%%

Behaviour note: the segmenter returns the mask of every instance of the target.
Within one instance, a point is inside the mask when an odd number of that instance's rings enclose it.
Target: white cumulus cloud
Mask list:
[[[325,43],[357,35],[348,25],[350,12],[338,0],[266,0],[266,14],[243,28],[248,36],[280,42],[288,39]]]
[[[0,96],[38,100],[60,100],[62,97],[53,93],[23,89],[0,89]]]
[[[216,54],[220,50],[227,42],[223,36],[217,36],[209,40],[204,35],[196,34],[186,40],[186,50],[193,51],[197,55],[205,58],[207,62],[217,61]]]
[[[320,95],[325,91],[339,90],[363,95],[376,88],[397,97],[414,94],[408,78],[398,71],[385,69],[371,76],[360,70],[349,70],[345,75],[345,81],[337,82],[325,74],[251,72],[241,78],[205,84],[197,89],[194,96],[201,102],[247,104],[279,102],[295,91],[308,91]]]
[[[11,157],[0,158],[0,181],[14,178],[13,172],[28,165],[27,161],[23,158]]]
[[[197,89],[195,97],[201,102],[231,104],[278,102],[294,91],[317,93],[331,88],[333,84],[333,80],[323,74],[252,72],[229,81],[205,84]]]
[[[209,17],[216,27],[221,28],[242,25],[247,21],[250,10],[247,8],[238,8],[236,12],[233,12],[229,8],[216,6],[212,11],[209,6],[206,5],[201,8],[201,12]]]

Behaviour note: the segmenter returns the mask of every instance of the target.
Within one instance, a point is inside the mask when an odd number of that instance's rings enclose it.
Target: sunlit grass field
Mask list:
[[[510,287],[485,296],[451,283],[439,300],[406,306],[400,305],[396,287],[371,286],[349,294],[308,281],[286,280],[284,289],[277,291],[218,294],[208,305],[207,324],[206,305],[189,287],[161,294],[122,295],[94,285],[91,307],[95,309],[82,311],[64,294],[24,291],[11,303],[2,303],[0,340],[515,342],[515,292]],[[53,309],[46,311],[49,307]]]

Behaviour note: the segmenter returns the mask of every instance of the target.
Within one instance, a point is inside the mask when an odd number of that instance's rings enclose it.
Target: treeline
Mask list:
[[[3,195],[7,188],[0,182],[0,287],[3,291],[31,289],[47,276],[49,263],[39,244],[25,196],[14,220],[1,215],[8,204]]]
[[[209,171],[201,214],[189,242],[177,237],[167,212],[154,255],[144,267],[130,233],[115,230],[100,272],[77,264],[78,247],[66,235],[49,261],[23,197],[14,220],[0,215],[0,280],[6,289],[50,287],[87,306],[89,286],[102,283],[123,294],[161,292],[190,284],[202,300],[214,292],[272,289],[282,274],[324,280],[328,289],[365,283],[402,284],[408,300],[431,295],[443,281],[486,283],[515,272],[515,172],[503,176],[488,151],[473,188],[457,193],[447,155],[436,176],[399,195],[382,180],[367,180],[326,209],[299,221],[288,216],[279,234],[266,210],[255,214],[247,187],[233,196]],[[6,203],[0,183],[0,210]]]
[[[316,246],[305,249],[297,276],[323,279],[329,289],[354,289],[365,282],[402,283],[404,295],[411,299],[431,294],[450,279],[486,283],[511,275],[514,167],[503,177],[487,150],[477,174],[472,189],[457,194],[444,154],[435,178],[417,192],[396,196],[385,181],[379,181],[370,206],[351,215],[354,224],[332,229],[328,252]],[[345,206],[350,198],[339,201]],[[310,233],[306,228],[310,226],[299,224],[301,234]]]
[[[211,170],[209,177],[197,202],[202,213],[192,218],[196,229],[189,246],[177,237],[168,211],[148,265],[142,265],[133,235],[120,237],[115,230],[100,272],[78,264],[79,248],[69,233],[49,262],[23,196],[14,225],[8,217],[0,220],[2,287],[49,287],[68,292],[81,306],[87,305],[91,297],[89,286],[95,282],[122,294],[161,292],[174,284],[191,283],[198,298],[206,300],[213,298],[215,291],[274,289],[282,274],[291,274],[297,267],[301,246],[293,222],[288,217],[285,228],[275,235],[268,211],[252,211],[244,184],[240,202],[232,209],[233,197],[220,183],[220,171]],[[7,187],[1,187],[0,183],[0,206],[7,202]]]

%%

EXERCISE OBJECTIVE: Rewrite the rows from the first line through the line containing "[[[0,96],[38,100],[60,100],[62,97],[53,93],[23,89],[0,89]]]", inclusive, replacing "cumulus" with "stratus" and leaving everything else unchanged.

RESULT OF THIS EXERCISE:
Behaviour note: the segmenter returns the mask of every instance of the target.
Within one instance, a point is inside the mask when an odd number of that instance's rings enclose it.
Target: white stratus cloud
Mask list:
[[[325,43],[357,35],[348,25],[350,12],[338,0],[266,0],[266,14],[243,28],[248,36],[280,42],[288,39]]]
[[[0,96],[38,100],[60,100],[62,97],[53,93],[23,89],[0,89]]]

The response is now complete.